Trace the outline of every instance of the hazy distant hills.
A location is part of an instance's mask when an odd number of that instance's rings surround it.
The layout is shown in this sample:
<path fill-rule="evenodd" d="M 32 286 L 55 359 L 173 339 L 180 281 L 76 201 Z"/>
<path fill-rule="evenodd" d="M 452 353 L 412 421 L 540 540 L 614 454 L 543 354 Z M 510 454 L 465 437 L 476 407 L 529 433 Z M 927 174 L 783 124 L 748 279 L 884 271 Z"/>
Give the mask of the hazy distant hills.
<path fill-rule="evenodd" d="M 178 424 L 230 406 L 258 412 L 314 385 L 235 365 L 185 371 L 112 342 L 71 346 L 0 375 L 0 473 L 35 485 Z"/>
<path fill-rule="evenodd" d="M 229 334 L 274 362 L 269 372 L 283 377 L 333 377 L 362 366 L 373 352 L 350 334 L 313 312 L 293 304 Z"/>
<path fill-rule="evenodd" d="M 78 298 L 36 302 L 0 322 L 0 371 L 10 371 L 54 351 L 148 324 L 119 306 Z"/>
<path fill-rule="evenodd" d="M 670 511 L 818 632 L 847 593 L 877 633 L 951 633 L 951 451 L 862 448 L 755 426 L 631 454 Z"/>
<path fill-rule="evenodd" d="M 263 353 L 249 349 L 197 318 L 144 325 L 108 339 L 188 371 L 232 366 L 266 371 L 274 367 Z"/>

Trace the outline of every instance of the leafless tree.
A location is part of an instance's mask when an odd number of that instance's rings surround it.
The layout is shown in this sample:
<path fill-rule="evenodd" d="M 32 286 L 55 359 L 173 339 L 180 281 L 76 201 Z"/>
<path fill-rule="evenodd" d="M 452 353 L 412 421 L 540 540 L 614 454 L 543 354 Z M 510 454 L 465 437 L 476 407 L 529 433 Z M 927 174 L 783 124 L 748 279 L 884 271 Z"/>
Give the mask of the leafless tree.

• [Exercise]
Output every line of the entries above as a JSON list of strings, one string per line, leaving out blank lines.

• [Exercise answer]
[
  "Trace the outline of every instance of the hazy distant hills.",
  "A location is part of an instance's mask when an odd number of that instance's rings surround it.",
  "The layout is shown in this sample:",
  "<path fill-rule=\"evenodd\" d=\"M 32 286 L 55 359 L 173 339 L 180 281 L 76 201 Z\"/>",
  "<path fill-rule=\"evenodd\" d=\"M 452 353 L 412 421 L 540 540 L 614 454 L 543 354 Z M 510 454 L 465 437 L 476 407 L 529 433 Z M 927 174 L 783 124 L 748 279 L 884 271 Z\"/>",
  "Give the mask of the hazy distant hills.",
  "<path fill-rule=\"evenodd\" d=\"M 178 424 L 230 406 L 258 412 L 314 385 L 235 365 L 185 371 L 112 342 L 71 346 L 0 375 L 0 473 L 35 485 Z\"/>",
  "<path fill-rule=\"evenodd\" d=\"M 229 334 L 274 362 L 269 372 L 283 377 L 333 377 L 362 366 L 373 352 L 350 334 L 313 312 L 293 304 Z\"/>",
  "<path fill-rule=\"evenodd\" d=\"M 78 298 L 36 302 L 0 322 L 0 371 L 10 371 L 54 351 L 148 324 L 119 306 Z\"/>",
  "<path fill-rule=\"evenodd\" d=\"M 670 511 L 818 632 L 847 593 L 877 633 L 951 633 L 951 451 L 862 448 L 755 426 L 631 454 Z\"/>",
  "<path fill-rule=\"evenodd\" d=\"M 263 353 L 249 349 L 197 318 L 144 325 L 108 339 L 188 371 L 232 366 L 266 371 L 274 367 Z\"/>",
  "Trace the outline of every instance of the leafless tree.",
  "A location is part of an instance's mask when an odd number of that instance's rings surround it.",
  "The layout is shown in this sample:",
  "<path fill-rule=\"evenodd\" d=\"M 32 286 L 55 359 L 173 339 L 180 281 L 76 201 Z\"/>",
  "<path fill-rule=\"evenodd\" d=\"M 452 353 L 412 421 L 540 540 L 614 454 L 543 354 Z M 510 454 L 465 437 L 476 407 L 529 433 Z M 927 174 L 783 124 L 748 279 L 884 271 Z\"/>",
  "Give the mask of the leafless tree."
]